When the floor of the storefront building can’t hold any more people, some go to sleep in local parishes. Others go home with Pimentel to spend the night in her convent.
Pimentel’s role in the crisis had made her arguably the U.S. Catholic Church’s most visible female leader, as evidenced by the University of Notre Dame’s choice to award her the prestigious Laetare Medal earlier this year.
But one of the most important — and fascinating — aspects of the Catholic Church’s operation in the Rio Grande Valley is its relationship with federal authorities.
Ask Pimentel about the politics of the border crisis, and she is adamant: “The border is not out of control,” she insists. “It is not a place that we must ‘secure’.”
“The fact that these families are coming to this country doesn’t make it unsafe,” she said in a recent interview during the bishops’ visit, adding that her native South Texas is one of the safest areas in the country. “I think that as a country we can keep ourselves safe and offer a humane way of treating these families.”
Still, her job requires her to be in touch daily with government officials. At Pimentel’s request, Immigration and Customs Enforcement sends a text message each morning listing the groups of migrants being dropped off at the McAllen bus station throughout the day.
She and Brownsville Bishop Daniel Flores recently sat down with Department of Homeland Security officials and Texas GOP senators Ted Cruz and John Cornyn to update them on their situation at the border. She is regularly in touch with ICE director Ronald Vitiello (a Trump appointee) and occasionally meets for breakfast with regional Customs and Border Protector chief Manuel Padilla.
“As soon as he took over, he called me and said he wanted to meet with me,” Pimentel said of Padilla.
She also maintains a friendship with former Department of Homeland Security chief Jeh Johnson, whose wife has visited the Respite Center to volunteer.
A licensed professional counselor, Pimentel admits that the economic side of running the operation is not her strong suit, which is where people such as Howard Buffett come in. The son of the famed billionaire investor first met Pimentel for a late-night dinner in an empty McAllen restaurant two years ago.
“Howard, I need a van,” she told him over the phone a few months later.
Soon after, a van full of blue sleeping mats showed up at the Respite Center.
“I email him and he responds instantly!” says Pimentel with a laugh.
········
● **WORK INSTRUCTIONS**
• a. Retype the passage of the Pimentel text starting at "She also maintains" and ending at "Center to volunteer.".
• b. Continue the text about Pimentel and the Respite Center from where it stops.

● **EXCERPTED RECORDS**
········
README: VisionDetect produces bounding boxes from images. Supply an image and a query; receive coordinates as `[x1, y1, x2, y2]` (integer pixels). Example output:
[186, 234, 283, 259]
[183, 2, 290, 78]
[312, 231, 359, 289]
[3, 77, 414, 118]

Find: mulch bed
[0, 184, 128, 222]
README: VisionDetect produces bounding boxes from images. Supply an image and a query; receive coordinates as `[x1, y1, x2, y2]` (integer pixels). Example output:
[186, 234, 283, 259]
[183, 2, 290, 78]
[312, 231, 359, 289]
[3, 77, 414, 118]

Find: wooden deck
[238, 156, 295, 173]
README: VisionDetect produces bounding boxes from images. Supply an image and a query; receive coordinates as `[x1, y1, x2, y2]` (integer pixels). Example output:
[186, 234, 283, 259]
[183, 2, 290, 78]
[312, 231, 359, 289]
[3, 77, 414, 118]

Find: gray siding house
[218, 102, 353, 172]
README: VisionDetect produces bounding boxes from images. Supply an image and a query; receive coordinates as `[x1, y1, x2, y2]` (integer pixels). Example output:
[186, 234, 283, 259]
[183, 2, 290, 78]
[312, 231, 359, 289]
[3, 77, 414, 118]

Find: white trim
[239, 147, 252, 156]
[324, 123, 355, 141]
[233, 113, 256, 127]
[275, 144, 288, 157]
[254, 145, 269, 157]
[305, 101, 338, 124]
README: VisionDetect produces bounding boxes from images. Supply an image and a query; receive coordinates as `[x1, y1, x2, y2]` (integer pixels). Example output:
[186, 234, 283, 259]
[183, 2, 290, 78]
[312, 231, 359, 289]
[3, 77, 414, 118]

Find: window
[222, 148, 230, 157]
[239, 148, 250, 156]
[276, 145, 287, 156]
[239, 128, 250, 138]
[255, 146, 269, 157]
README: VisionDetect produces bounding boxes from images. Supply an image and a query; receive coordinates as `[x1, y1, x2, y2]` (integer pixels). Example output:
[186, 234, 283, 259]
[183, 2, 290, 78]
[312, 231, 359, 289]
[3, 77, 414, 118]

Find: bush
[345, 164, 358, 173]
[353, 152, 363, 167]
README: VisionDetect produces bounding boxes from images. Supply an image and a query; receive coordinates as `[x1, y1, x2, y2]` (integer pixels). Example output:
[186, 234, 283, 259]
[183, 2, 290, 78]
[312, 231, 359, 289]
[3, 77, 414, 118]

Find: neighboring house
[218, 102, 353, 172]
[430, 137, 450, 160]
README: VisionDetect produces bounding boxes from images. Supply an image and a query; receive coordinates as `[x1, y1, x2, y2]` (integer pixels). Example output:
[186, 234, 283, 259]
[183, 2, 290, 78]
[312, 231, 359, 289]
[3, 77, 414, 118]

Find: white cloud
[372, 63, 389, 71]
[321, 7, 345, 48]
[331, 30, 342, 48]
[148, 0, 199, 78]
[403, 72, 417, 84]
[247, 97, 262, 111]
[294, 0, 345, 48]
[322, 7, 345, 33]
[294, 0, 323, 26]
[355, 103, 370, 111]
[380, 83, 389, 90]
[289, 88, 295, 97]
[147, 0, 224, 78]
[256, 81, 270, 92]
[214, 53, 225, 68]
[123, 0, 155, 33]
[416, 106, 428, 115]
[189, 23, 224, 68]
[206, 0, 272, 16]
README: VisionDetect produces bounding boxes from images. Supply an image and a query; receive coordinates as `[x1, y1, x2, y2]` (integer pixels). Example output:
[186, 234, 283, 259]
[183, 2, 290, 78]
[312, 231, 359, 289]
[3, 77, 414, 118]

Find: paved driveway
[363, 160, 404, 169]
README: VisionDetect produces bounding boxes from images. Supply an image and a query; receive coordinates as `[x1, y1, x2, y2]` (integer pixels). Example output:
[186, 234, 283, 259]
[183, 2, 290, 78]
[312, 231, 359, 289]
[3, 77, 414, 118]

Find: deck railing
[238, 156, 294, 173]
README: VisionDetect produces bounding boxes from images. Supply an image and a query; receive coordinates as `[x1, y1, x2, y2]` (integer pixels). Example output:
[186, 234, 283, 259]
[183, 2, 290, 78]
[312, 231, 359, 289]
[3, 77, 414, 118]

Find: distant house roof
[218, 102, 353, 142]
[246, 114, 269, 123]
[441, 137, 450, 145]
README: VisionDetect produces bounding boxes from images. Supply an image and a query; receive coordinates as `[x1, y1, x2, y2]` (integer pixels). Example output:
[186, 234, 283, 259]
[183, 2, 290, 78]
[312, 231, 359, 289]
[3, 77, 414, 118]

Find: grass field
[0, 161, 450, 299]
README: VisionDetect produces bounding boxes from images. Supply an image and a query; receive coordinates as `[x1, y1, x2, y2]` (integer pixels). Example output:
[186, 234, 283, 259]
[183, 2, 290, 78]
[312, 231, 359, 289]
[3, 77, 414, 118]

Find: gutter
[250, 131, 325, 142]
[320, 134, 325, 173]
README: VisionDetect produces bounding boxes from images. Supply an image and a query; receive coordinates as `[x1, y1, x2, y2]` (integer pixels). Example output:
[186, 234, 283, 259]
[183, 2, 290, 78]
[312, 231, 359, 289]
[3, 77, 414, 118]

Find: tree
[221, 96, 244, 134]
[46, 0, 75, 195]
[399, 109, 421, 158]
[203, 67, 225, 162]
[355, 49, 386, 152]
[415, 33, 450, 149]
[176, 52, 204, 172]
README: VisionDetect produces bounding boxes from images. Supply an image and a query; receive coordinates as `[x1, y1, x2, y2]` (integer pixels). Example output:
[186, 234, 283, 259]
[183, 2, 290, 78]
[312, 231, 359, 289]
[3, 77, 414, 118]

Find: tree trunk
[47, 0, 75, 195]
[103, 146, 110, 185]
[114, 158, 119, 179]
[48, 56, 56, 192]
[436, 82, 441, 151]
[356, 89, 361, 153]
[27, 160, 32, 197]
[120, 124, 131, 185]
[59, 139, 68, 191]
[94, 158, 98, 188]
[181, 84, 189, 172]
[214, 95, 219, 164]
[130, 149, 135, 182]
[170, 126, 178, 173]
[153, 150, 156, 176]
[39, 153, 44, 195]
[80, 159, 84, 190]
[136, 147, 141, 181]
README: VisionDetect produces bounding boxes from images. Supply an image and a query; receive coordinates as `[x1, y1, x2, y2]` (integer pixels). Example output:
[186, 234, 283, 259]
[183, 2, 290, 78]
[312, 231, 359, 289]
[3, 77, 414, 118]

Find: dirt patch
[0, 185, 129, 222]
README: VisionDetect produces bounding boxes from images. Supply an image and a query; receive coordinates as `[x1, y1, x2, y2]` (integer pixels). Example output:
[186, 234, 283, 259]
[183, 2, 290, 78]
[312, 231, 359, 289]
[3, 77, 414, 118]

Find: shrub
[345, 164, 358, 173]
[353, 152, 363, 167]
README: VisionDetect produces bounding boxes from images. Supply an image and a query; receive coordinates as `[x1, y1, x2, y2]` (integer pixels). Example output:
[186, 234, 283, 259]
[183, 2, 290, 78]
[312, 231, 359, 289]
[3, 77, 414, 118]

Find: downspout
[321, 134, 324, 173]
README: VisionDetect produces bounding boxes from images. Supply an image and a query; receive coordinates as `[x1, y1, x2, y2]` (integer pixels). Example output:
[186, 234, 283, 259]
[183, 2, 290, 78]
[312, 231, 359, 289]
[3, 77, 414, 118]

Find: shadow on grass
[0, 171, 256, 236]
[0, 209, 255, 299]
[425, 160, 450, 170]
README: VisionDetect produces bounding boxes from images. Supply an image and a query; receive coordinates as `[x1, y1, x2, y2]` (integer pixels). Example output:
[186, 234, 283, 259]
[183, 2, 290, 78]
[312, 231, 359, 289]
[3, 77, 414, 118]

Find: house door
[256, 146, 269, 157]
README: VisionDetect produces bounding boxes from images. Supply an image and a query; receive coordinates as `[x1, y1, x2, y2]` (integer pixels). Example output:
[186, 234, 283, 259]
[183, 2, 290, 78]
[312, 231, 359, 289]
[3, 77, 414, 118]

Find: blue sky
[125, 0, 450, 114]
········
● **EXPECTED OUTPUTS**
• a.
She also maintains a friendship with former Department of Homeland Security chief Jeh Johnson, whose wife has visited the Respite Center to volunteer.

• b.
Now, the nun described as “a calm in the storm” by collaborators is moving to give the Respite Center a more suitable home. The property chosen to house it sits next to Sacred Heart, and to build the new shelter, she’s turned to another heavy-hitter: Georgetown University President John DeGioia.
“He wanted to ask me for advice,” Pimentel said of their recent meeting in Washington D.C. Afterwards, Pimentel said she had something to ask him.
“The answer is yes,” DeGioia replied.
“I haven’t asked you yet.”
“Well, whatever you ask me, the answer’s going to be yes,” she recalls him saying.
Pimentel asked for help raising money for the new shelter, to which DeGioia responded by helping launch a national fundraising campaign—albeit one that still relies in part on GoFundMe donations.
DiGioia has also helped organize a competition for the architectural designing of the new center, the finalists of which are expected to be announced in the coming weeks.
But despite the bureaucratic, political and financial complications that come with the seemingly impossible task faced by Catholic leaders in the Rio Grande Valley, those who have seen the Respite Center grow since 2014 stress that the human dimension of helping the migrants is what matters most.
“There’s always a human face and the human face always points us to Christ, in whatever suffering there is,” said Bishop Flores during a homily at the start of the bishops’ visit on July 1.
“Just to give them a welcome and treat a person with respect, that’s all this is,” Flores said. “It changes everything.”
Pablo Kay is associate editor of Angelus News, the multimedia news platform of the Archdiocese of Los Angeles.